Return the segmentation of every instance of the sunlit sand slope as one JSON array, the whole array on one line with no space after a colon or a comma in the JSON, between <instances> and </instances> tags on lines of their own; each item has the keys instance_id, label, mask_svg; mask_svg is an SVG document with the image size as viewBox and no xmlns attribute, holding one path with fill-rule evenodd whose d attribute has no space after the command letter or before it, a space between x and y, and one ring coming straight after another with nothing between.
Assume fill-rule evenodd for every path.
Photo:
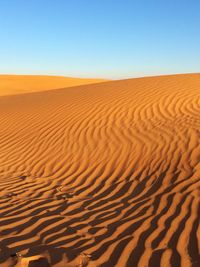
<instances>
[{"instance_id":1,"label":"sunlit sand slope","mask_svg":"<svg viewBox=\"0 0 200 267\"><path fill-rule=\"evenodd\" d=\"M0 114L0 266L200 266L199 74L4 96Z\"/></svg>"},{"instance_id":2,"label":"sunlit sand slope","mask_svg":"<svg viewBox=\"0 0 200 267\"><path fill-rule=\"evenodd\" d=\"M45 91L102 81L105 80L62 76L0 75L0 96Z\"/></svg>"}]
</instances>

**Task directions**
Convert the records above into a two-column CSV with the headers input and output, one row per record, giving its text and its answer each in one quoted field with line breaks replaced by spaces. Cover every record, and leave the pictures out.

**Result for this exercise**
input,output
"Return the segmentation of every instance of the sunlit sand slope as one JSON array, the whole array on one line with no space after a colon or a comma in the JSON, between <instances> and </instances> tags on lines of their own; each item has the keys instance_id, label, mask_svg; mask_svg is an SVG document with the image size as viewBox and no xmlns attribute, holding one path with fill-rule evenodd whose d attribute has no space after the command letter or before it, a space between x and y, and one ring coming straight after another with nothing between. Assume fill-rule evenodd for every path. Photo:","<instances> [{""instance_id"":1,""label"":""sunlit sand slope"",""mask_svg"":""<svg viewBox=\""0 0 200 267\""><path fill-rule=\""evenodd\"" d=\""M0 114L0 266L200 266L199 74L4 96Z\""/></svg>""},{""instance_id"":2,""label"":""sunlit sand slope"",""mask_svg"":""<svg viewBox=\""0 0 200 267\""><path fill-rule=\""evenodd\"" d=\""M45 91L102 81L105 80L62 76L0 75L0 96Z\""/></svg>""}] </instances>"